STORED DATA:
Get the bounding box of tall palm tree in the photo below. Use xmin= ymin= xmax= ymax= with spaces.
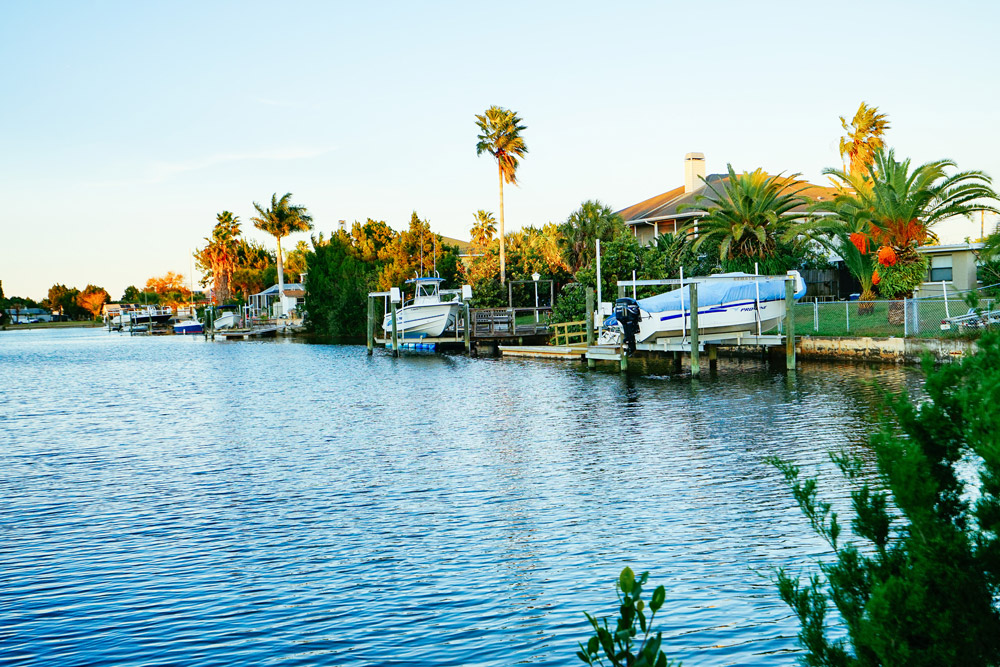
xmin=820 ymin=149 xmax=998 ymax=297
xmin=839 ymin=102 xmax=890 ymax=177
xmin=213 ymin=211 xmax=241 ymax=303
xmin=250 ymin=192 xmax=313 ymax=316
xmin=470 ymin=210 xmax=496 ymax=252
xmin=476 ymin=106 xmax=527 ymax=284
xmin=678 ymin=166 xmax=809 ymax=263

HOW TO COMPLETE THIS TASK:
Pictures stay out; all other material above is restated word for word.

ANSWER AREA:
Get the bounding box of tall palm tree in the photo below. Use xmin= ymin= xmax= ymax= with spaces.
xmin=820 ymin=149 xmax=998 ymax=297
xmin=839 ymin=102 xmax=890 ymax=177
xmin=213 ymin=211 xmax=241 ymax=303
xmin=250 ymin=192 xmax=313 ymax=316
xmin=470 ymin=210 xmax=496 ymax=252
xmin=476 ymin=106 xmax=527 ymax=284
xmin=678 ymin=166 xmax=809 ymax=263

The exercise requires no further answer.